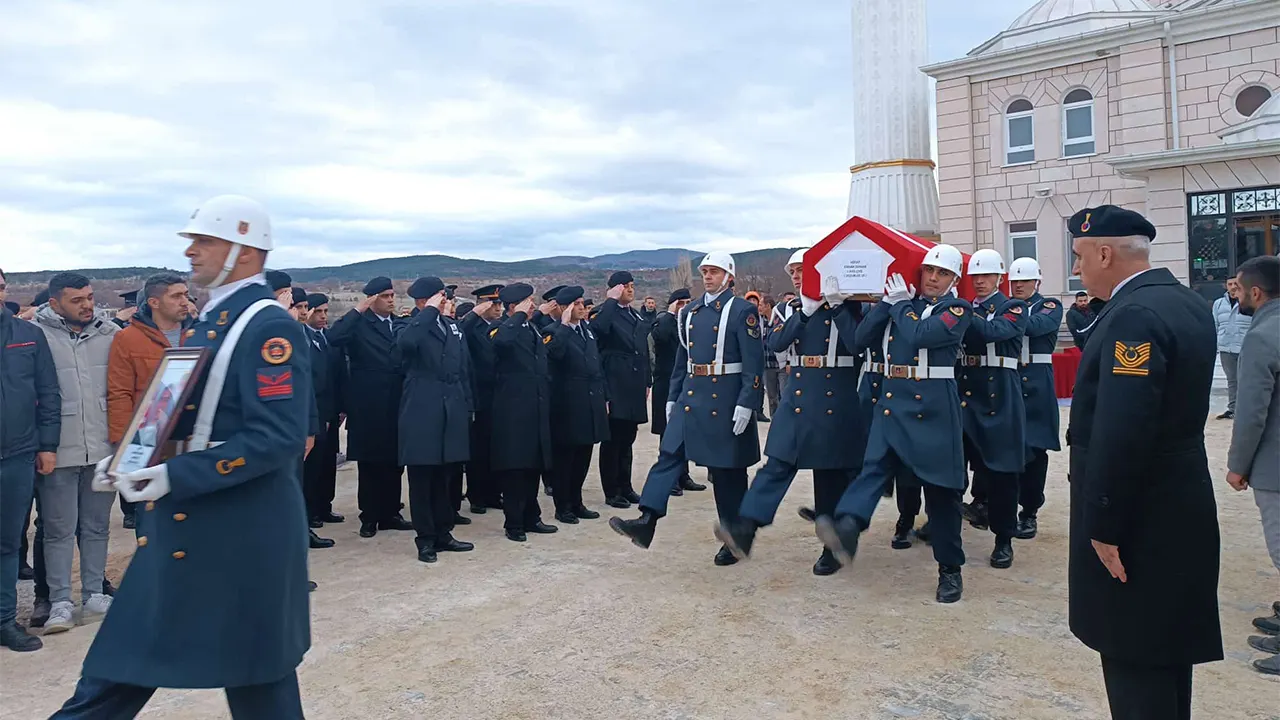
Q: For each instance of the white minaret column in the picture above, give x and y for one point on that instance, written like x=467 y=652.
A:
x=894 y=177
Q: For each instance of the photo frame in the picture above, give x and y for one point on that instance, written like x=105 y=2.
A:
x=159 y=410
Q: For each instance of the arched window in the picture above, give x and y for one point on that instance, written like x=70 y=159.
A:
x=1019 y=133
x=1249 y=99
x=1078 y=123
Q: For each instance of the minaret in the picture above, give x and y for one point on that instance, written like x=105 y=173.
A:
x=894 y=177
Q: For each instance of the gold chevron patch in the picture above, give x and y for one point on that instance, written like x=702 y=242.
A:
x=1132 y=359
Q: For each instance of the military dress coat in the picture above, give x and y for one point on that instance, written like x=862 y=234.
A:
x=1040 y=396
x=703 y=417
x=373 y=393
x=1139 y=478
x=995 y=417
x=216 y=593
x=521 y=396
x=579 y=396
x=435 y=404
x=818 y=422
x=622 y=337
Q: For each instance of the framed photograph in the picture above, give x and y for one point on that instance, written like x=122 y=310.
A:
x=156 y=414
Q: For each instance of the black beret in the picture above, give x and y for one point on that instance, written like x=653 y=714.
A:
x=1110 y=220
x=278 y=279
x=376 y=286
x=487 y=292
x=425 y=287
x=568 y=295
x=515 y=292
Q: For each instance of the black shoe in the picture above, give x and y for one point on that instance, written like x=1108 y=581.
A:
x=826 y=564
x=725 y=557
x=640 y=531
x=1002 y=556
x=737 y=537
x=839 y=536
x=1027 y=528
x=16 y=638
x=903 y=533
x=950 y=584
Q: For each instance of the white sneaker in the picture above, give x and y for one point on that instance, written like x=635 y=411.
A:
x=59 y=618
x=95 y=607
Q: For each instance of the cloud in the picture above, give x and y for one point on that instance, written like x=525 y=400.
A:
x=490 y=128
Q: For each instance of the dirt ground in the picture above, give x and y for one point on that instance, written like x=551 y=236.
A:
x=581 y=624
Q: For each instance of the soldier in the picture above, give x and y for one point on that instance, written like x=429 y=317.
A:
x=432 y=355
x=995 y=418
x=1043 y=319
x=624 y=341
x=483 y=491
x=201 y=606
x=366 y=335
x=1144 y=538
x=818 y=422
x=711 y=410
x=521 y=410
x=917 y=425
x=579 y=405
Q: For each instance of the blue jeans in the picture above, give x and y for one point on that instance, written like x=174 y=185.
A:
x=17 y=486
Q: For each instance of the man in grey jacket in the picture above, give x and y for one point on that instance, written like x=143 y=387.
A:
x=1255 y=455
x=81 y=345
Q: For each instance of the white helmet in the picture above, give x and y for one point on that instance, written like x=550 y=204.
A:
x=945 y=256
x=1024 y=269
x=986 y=261
x=718 y=259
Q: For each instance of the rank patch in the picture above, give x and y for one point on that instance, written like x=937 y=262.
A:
x=274 y=383
x=1132 y=359
x=277 y=351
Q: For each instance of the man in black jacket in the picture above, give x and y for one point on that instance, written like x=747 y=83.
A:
x=30 y=429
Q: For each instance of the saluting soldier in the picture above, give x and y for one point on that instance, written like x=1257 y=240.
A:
x=434 y=437
x=624 y=341
x=817 y=424
x=711 y=410
x=521 y=411
x=366 y=335
x=1043 y=319
x=917 y=423
x=201 y=606
x=995 y=418
x=1144 y=537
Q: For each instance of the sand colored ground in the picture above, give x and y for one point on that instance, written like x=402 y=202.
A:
x=581 y=624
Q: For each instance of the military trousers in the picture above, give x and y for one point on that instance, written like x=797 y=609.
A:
x=772 y=482
x=880 y=468
x=103 y=700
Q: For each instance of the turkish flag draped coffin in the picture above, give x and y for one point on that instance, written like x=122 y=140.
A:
x=903 y=254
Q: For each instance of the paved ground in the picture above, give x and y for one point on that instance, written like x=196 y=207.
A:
x=581 y=624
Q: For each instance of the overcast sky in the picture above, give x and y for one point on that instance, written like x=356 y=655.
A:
x=481 y=128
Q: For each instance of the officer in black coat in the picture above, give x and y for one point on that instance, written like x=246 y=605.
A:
x=624 y=340
x=434 y=417
x=1144 y=537
x=521 y=411
x=579 y=405
x=366 y=335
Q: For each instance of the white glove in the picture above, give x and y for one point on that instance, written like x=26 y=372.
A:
x=101 y=482
x=896 y=290
x=141 y=486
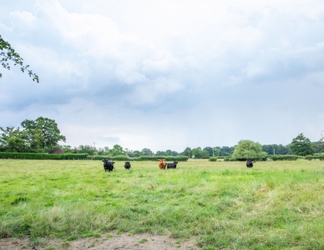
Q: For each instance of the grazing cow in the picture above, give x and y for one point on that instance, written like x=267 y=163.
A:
x=172 y=165
x=162 y=164
x=108 y=165
x=127 y=165
x=249 y=163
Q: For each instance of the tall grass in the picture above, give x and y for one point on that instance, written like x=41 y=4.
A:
x=275 y=205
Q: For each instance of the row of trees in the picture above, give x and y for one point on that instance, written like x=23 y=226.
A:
x=42 y=135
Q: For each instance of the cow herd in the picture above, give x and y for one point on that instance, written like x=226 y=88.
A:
x=109 y=165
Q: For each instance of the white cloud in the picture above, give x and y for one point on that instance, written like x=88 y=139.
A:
x=168 y=74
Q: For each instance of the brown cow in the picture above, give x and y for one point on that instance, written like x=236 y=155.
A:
x=162 y=164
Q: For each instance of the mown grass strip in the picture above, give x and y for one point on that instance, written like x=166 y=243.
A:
x=275 y=205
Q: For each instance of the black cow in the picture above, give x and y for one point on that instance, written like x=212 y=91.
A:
x=172 y=165
x=108 y=165
x=249 y=163
x=127 y=165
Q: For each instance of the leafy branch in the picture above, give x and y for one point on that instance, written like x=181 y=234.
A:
x=7 y=54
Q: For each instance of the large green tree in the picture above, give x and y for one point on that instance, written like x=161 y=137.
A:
x=301 y=145
x=12 y=140
x=117 y=150
x=42 y=134
x=247 y=149
x=7 y=54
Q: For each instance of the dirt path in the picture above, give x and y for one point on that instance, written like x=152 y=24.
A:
x=114 y=242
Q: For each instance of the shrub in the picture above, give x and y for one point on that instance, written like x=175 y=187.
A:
x=285 y=157
x=42 y=156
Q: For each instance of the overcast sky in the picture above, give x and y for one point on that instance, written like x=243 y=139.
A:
x=167 y=74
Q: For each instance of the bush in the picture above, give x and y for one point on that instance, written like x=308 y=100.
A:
x=285 y=157
x=42 y=156
x=141 y=158
x=315 y=157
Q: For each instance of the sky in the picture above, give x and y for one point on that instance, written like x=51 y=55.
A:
x=167 y=74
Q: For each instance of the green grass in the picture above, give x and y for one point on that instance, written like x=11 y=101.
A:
x=275 y=205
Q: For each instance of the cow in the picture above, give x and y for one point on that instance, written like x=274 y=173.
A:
x=249 y=164
x=162 y=164
x=172 y=165
x=127 y=165
x=108 y=165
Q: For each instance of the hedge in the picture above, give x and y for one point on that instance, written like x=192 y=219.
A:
x=315 y=157
x=42 y=156
x=141 y=158
x=285 y=157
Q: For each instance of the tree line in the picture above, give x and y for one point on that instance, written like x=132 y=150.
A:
x=43 y=135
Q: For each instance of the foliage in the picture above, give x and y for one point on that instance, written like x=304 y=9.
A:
x=247 y=149
x=42 y=156
x=187 y=152
x=117 y=150
x=214 y=158
x=147 y=152
x=40 y=135
x=140 y=158
x=198 y=153
x=301 y=145
x=12 y=140
x=43 y=133
x=87 y=149
x=285 y=157
x=7 y=54
x=275 y=205
x=167 y=152
x=315 y=157
x=274 y=149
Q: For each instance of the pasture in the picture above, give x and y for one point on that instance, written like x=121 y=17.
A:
x=223 y=205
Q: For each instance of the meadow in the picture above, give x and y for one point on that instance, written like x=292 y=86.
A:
x=223 y=205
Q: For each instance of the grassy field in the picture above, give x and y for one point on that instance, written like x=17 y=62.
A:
x=224 y=205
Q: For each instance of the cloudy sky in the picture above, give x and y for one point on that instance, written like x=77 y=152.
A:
x=167 y=74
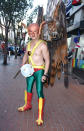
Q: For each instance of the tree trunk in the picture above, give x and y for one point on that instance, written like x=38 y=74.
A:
x=6 y=46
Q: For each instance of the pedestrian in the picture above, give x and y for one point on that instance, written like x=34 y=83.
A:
x=38 y=56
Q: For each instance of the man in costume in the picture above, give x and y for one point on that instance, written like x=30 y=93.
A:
x=37 y=55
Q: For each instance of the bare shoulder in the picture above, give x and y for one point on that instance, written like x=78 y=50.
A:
x=43 y=45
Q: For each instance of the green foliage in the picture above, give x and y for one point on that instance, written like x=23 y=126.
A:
x=32 y=16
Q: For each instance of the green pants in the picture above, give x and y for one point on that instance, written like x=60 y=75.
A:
x=36 y=77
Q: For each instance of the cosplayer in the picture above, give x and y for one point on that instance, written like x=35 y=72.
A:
x=37 y=55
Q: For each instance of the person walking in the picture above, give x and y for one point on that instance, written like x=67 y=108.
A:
x=37 y=55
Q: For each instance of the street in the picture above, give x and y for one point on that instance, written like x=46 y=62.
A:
x=64 y=108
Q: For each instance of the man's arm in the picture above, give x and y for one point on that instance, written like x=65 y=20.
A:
x=25 y=58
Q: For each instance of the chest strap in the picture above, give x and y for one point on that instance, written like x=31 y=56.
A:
x=32 y=52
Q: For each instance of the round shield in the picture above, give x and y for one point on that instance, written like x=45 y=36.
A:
x=27 y=70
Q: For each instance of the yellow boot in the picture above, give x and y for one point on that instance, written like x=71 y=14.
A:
x=28 y=99
x=39 y=121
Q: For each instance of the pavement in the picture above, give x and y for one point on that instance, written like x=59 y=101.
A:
x=64 y=108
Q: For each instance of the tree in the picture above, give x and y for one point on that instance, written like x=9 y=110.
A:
x=12 y=11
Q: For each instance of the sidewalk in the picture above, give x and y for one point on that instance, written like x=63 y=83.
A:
x=64 y=108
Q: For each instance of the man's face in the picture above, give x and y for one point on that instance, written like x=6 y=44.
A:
x=33 y=31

┄┄┄┄┄┄┄┄┄┄

- Problem description
Repeat, word for word, every line from the line that contains "Q: For each instance of the street" to the end of the entries; include both of those lines and no others.

- Answer to this problem
Q: For each instance of the street in the picture above, give x and y for one point on that instance, written like x=46 y=62.
A:
x=64 y=108
Q: For each instance of the man's arm in the picture above, give x and y for one point on that instance, written like x=65 y=20.
A:
x=25 y=58
Q: For each instance of the chest strap in the picture above, give x and y for one point on that instance, written like x=31 y=56.
A:
x=32 y=52
Q: For each instance of the round shield in the picture above, give x and y for one point on that instance, written like x=45 y=36.
A:
x=27 y=70
Q: For each instance of the yellow boot in the picture above, give x and y for one point on that instance, written like x=71 y=14.
A:
x=28 y=99
x=39 y=121
Q: For each instance of the pavement in the picture above, give x and y for one point on that instance, written like x=59 y=101.
A:
x=64 y=108
Q: For each instance of the tree in the picture above, give x and y for one point on that instance, written like x=9 y=110.
A:
x=12 y=11
Q: For each instance of the sidewalk in the picture above, give x and y for one point on that instance, written like x=63 y=83.
A:
x=64 y=108
Q: For each instance of the man's face in the picture above, give x and y for one point on that instance, written like x=6 y=44.
A:
x=33 y=31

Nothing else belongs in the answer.